Given entries:
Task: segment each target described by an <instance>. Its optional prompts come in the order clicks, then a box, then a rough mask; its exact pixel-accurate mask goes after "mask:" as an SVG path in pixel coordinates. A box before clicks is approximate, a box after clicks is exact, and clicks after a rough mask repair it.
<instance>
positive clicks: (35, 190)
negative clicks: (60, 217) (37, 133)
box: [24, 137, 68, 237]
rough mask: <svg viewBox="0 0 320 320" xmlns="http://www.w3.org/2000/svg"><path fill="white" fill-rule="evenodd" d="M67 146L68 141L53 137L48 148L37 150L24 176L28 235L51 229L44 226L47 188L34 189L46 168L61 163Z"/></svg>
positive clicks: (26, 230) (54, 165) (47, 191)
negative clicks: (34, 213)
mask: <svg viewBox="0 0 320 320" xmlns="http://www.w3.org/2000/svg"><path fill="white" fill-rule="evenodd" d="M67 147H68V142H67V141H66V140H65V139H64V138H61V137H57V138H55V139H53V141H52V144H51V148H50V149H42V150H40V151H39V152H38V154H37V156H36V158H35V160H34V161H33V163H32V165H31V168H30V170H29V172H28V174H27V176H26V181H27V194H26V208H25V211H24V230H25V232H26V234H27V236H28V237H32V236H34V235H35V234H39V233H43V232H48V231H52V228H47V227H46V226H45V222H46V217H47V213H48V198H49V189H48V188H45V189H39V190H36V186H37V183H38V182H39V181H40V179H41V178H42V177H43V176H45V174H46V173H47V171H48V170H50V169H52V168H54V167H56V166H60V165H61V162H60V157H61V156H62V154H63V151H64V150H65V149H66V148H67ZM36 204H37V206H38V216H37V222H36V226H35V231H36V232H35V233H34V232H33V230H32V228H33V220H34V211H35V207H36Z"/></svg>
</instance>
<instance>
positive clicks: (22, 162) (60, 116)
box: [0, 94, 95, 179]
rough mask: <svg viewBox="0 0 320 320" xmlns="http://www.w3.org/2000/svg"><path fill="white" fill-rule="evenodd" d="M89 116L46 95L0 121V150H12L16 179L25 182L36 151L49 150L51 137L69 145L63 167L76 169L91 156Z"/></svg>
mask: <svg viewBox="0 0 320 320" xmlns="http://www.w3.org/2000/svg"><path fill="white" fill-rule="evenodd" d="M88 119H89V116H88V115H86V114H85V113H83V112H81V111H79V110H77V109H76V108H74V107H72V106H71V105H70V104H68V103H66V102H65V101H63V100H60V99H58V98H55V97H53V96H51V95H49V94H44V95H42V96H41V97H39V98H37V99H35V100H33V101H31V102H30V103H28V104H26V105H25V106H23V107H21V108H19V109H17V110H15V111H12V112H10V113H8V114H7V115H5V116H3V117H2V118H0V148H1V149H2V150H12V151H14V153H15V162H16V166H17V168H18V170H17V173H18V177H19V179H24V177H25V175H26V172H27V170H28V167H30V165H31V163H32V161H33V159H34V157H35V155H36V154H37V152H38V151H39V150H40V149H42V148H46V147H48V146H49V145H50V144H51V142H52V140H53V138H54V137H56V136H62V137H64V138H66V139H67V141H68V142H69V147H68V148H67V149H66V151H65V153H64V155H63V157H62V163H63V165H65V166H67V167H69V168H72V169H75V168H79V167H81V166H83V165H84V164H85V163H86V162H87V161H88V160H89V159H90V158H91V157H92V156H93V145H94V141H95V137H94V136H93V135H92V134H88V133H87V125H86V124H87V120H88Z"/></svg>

Problem to work on: Read through the records above and copy the lines that contain "instance".

Output below:
Task: segment each target described by an <instance>. Its optional prompts come in the order clicks, then a box, then a rough mask; its exact pixel-accurate mask goes after "mask:" as an SVG path in pixel coordinates. A box before clicks is approximate, a box after clicks is exact, and clicks after a rough mask repair it.
<instance>
</instance>
<instance>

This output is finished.